═════ PROVIDED RECORDS ═════
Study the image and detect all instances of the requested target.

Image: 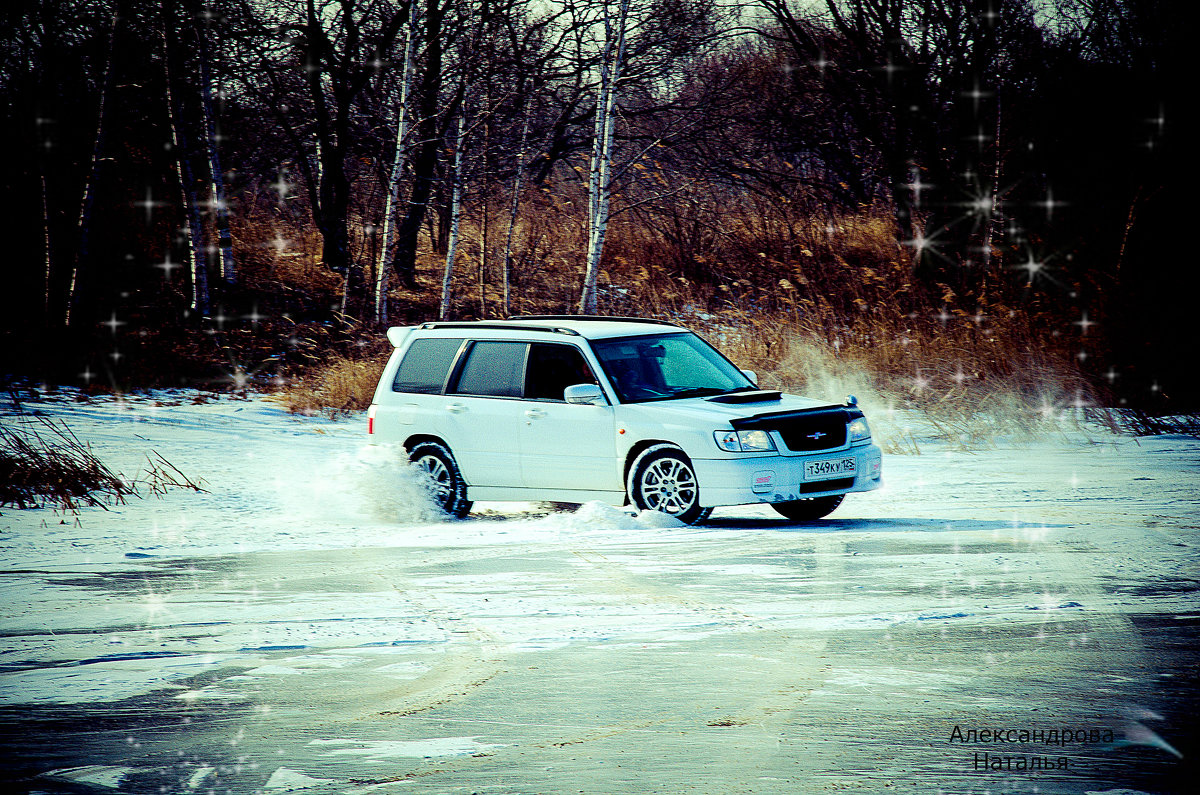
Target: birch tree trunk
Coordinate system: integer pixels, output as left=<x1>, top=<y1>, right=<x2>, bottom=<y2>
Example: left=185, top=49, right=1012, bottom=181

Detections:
left=504, top=88, right=532, bottom=317
left=188, top=0, right=238, bottom=285
left=580, top=0, right=630, bottom=315
left=162, top=7, right=209, bottom=317
left=374, top=2, right=420, bottom=323
left=62, top=0, right=125, bottom=325
left=438, top=107, right=467, bottom=321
═════
PROBLEM DETAILS -
Please lay out every line of the rows above as a numbered list, skipping blank lines. Leave the pictures out of your answer.

WRITTEN ANSWER -
1. Study the image and detect all instances of the requested target.
2. Image: 
3. Target: birch tree trunk
4. Coordinate system: integer pixels, output as left=<x1>, top=<y1>, right=<x2>, bottom=<y2>
5. Example: left=185, top=49, right=1012, bottom=181
6. Detections:
7. left=504, top=88, right=532, bottom=317
8. left=188, top=0, right=238, bottom=285
9. left=580, top=0, right=630, bottom=315
10. left=162, top=7, right=209, bottom=317
11. left=374, top=2, right=420, bottom=323
12. left=62, top=0, right=125, bottom=325
13. left=438, top=107, right=467, bottom=321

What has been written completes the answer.